Exercise description :: Return only the lines starting at the line that contains "Exercise. Mark the reflection" and ending with the final line of the listing; include both endpoints.

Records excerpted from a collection
----------

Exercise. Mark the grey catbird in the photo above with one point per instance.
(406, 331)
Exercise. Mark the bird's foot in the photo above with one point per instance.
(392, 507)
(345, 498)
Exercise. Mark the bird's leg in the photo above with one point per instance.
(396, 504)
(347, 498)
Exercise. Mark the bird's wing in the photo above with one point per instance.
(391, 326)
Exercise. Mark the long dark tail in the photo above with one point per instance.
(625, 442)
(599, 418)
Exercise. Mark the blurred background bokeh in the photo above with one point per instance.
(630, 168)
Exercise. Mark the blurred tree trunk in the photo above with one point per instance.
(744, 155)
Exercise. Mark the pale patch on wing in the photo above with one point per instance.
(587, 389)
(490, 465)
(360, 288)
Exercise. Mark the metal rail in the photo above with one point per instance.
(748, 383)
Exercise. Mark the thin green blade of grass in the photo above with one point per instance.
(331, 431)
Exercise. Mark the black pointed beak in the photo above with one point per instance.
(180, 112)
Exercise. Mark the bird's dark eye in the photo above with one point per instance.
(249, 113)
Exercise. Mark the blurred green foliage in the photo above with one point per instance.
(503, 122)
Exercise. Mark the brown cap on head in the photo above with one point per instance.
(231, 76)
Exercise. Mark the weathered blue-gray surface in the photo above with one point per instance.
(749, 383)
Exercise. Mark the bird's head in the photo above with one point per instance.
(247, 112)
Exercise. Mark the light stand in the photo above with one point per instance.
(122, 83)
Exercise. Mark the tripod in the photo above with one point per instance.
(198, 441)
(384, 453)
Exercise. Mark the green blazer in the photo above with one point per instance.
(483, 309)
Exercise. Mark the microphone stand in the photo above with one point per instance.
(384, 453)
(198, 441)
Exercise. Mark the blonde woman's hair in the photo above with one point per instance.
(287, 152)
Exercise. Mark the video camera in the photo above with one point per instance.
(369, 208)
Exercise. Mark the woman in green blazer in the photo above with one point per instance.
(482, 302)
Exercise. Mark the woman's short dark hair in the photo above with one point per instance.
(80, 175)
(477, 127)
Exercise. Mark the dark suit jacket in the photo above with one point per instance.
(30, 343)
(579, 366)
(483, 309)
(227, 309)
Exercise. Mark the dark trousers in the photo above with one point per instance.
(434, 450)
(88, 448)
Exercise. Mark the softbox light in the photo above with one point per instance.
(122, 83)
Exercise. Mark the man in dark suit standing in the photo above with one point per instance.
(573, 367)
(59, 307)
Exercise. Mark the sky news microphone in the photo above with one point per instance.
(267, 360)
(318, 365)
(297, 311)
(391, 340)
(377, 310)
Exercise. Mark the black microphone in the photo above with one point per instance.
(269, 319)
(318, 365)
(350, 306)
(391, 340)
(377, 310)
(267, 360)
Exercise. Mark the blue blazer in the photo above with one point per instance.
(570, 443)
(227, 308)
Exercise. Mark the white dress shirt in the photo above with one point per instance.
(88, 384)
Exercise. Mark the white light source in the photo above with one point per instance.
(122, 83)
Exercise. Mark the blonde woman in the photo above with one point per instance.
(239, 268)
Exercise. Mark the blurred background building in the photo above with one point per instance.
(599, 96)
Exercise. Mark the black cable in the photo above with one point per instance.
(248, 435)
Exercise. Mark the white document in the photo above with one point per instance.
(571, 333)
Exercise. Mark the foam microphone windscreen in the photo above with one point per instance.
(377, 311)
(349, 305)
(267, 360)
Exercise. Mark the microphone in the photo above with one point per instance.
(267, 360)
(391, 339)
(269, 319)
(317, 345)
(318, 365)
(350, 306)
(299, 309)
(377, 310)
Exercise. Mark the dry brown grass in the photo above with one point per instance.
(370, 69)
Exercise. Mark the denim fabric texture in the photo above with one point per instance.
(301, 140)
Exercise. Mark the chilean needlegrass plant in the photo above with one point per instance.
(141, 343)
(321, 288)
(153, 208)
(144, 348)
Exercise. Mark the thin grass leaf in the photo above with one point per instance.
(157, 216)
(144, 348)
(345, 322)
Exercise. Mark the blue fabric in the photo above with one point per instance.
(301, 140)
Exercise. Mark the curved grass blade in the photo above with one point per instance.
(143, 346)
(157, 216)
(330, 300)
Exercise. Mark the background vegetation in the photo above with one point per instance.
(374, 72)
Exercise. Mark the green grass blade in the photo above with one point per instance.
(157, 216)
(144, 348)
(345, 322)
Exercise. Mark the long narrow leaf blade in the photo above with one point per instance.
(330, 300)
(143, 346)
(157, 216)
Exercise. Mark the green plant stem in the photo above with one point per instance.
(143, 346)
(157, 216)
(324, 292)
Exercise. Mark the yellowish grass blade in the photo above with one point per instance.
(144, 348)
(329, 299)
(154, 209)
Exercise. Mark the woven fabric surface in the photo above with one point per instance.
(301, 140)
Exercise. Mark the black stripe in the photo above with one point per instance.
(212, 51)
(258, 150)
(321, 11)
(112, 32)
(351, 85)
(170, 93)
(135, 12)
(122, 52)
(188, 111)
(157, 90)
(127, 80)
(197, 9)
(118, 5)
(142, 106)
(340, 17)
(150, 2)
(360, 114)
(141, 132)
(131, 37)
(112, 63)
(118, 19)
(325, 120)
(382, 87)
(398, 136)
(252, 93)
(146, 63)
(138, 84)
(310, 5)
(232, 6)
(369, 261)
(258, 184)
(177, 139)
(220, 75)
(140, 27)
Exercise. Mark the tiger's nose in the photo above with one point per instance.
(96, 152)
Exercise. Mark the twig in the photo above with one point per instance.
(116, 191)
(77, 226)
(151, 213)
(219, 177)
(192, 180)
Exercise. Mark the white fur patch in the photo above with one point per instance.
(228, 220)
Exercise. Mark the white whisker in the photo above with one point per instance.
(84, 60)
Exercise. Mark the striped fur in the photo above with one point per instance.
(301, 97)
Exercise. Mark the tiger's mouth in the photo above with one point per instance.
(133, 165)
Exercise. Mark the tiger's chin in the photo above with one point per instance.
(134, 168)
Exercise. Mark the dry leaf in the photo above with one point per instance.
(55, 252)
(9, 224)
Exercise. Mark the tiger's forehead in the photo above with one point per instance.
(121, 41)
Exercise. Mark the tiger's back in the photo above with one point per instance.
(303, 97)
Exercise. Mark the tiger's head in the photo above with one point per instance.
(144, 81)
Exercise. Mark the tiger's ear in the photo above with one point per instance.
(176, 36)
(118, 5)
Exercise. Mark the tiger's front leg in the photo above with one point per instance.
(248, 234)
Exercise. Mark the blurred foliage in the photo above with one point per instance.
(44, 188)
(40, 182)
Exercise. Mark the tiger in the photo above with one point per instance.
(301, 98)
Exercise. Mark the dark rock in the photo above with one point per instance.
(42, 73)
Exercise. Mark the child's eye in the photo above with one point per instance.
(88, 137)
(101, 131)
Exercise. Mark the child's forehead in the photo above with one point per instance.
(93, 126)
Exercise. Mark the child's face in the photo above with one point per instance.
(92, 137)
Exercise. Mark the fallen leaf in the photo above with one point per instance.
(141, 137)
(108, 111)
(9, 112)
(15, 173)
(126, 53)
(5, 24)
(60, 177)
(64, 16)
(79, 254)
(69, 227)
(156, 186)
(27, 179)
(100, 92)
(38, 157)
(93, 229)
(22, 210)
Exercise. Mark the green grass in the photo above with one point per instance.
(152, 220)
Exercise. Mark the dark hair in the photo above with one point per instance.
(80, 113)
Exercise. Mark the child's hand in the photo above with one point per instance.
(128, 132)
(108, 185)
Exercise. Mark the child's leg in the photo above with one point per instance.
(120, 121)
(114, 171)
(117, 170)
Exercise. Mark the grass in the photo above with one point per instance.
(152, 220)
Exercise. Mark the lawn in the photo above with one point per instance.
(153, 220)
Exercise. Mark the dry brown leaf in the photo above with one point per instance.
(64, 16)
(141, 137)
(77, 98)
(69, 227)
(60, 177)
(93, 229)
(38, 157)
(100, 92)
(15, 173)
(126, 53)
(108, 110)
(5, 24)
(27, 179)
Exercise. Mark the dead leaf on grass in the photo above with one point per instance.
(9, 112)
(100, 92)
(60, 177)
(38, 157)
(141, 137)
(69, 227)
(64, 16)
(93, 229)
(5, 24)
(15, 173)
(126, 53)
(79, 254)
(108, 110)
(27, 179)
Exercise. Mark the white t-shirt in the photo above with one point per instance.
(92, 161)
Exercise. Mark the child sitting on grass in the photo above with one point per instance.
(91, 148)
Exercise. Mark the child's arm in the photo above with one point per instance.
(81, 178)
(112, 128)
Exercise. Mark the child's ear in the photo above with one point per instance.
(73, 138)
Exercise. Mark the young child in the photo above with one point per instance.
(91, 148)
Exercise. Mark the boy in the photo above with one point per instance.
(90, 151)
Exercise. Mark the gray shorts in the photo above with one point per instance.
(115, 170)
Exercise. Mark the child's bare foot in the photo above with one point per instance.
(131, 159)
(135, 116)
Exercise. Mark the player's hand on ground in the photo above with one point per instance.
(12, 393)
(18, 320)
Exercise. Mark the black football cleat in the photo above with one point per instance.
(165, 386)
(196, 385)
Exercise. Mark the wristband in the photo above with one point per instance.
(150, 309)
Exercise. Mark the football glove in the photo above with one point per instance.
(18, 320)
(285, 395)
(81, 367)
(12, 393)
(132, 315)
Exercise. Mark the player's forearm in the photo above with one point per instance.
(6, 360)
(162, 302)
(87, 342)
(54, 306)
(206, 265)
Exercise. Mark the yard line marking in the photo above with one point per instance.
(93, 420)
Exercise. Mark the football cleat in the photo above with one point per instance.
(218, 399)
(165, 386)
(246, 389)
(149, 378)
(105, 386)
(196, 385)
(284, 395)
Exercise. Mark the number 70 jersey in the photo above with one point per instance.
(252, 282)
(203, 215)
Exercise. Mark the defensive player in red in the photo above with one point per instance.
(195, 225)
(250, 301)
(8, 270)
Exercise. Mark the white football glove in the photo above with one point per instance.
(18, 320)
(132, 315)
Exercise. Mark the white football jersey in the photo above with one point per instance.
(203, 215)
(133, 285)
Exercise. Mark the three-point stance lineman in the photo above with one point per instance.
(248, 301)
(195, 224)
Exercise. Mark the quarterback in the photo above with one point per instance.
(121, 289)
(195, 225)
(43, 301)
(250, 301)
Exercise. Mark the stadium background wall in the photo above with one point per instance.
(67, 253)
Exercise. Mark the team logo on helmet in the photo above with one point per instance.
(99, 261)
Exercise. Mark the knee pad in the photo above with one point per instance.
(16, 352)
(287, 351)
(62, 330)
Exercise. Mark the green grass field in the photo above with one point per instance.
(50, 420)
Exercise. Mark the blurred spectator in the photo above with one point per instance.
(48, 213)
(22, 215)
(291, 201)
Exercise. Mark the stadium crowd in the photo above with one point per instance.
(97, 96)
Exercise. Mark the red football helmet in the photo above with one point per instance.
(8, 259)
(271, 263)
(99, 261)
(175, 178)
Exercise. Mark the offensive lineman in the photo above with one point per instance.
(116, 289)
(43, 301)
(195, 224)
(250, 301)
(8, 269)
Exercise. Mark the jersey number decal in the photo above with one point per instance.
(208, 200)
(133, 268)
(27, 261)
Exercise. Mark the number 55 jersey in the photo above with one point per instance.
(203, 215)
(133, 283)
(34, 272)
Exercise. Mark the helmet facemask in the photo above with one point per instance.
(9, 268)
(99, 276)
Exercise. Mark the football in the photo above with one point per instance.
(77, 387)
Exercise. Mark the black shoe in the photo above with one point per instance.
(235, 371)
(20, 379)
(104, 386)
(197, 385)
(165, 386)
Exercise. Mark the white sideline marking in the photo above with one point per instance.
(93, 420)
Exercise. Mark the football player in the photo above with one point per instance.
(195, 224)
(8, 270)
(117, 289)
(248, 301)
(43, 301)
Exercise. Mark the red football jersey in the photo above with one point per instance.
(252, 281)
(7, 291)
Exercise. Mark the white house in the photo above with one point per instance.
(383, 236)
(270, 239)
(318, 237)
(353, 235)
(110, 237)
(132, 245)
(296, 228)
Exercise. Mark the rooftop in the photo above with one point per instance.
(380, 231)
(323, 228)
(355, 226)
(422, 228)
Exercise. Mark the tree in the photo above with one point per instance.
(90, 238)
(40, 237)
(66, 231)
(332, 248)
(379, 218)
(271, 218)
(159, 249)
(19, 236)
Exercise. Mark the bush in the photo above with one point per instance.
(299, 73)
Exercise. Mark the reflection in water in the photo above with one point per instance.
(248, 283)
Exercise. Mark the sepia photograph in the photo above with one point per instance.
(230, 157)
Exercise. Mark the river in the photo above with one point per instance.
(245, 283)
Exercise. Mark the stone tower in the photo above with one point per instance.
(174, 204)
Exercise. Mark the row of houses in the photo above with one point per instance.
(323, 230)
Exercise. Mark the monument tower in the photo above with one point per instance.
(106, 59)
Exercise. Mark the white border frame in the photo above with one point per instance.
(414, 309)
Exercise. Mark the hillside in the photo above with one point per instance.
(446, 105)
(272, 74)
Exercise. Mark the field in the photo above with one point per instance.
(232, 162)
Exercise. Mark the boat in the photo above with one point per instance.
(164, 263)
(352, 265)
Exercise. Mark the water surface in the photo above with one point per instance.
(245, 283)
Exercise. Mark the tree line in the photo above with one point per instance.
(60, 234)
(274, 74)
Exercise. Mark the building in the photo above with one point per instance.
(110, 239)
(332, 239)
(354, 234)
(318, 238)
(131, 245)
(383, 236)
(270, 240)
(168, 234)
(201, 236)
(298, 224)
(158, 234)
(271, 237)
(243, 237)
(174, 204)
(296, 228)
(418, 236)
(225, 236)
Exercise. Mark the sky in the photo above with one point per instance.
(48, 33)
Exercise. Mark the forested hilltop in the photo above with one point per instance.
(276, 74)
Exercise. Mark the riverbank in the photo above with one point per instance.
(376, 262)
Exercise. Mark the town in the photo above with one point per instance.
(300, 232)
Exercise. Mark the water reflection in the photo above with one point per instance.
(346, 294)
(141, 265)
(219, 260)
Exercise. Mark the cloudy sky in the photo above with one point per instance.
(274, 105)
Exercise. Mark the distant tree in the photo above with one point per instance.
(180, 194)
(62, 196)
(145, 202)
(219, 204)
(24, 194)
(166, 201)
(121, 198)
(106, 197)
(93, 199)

----------

Reply to the exercise ::
Exercise. Mark the reflection in water in the photo above with one point per instance.
(248, 283)
Exercise. Mark the sepia photograph in the photo above with one point per instance.
(230, 157)
Exercise. Mark the river in the photo above with one point per instance.
(245, 283)
Exercise. Mark the stone tower in the photo above with one point per instance.
(174, 204)
Exercise. Mark the row of houses in the photo above with one point per instance.
(323, 230)
Exercise. Mark the monument tower in the photo above with one point per instance.
(106, 59)
Exercise. Mark the white border frame in the photo above with one point per instance.
(414, 309)
Exercise. Mark the hillside in the photo above with one point per instance.
(446, 105)
(272, 74)
Exercise. Mark the field in the photo above with one point per instance.
(232, 162)
Exercise. Mark the boat in the photo above with one point per instance.
(164, 263)
(352, 265)
Exercise. Mark the water surface in the photo above with one point per instance.
(245, 283)
Exercise. Mark the tree line in the photo above with one point per instance.
(60, 234)
(274, 74)
Exercise. Mark the building in the photo above with one point per instance.
(110, 239)
(332, 239)
(354, 234)
(318, 238)
(131, 245)
(383, 236)
(270, 240)
(168, 234)
(201, 236)
(298, 224)
(158, 234)
(271, 237)
(243, 237)
(174, 204)
(296, 228)
(418, 236)
(225, 236)
Exercise. Mark the sky in the photo above with one point per instance.
(48, 33)
Exercise. Mark the forested hilltop in the photo above with one point per instance.
(276, 74)
Exercise. Mark the riverbank in the photo above with one point per instance.
(376, 262)
Exercise. Mark the town in the photo above with one point per instance.
(300, 232)
Exercise. Mark the water reflection in the photo above with one point per instance.
(346, 294)
(141, 265)
(219, 260)
Exercise. Mark the cloudy sky in the photo above with one point per instance.
(274, 105)
Exercise. Mark the distant tree in the photo above with one point per instance.
(180, 194)
(62, 196)
(145, 202)
(219, 204)
(24, 194)
(166, 201)
(121, 198)
(106, 197)
(93, 199)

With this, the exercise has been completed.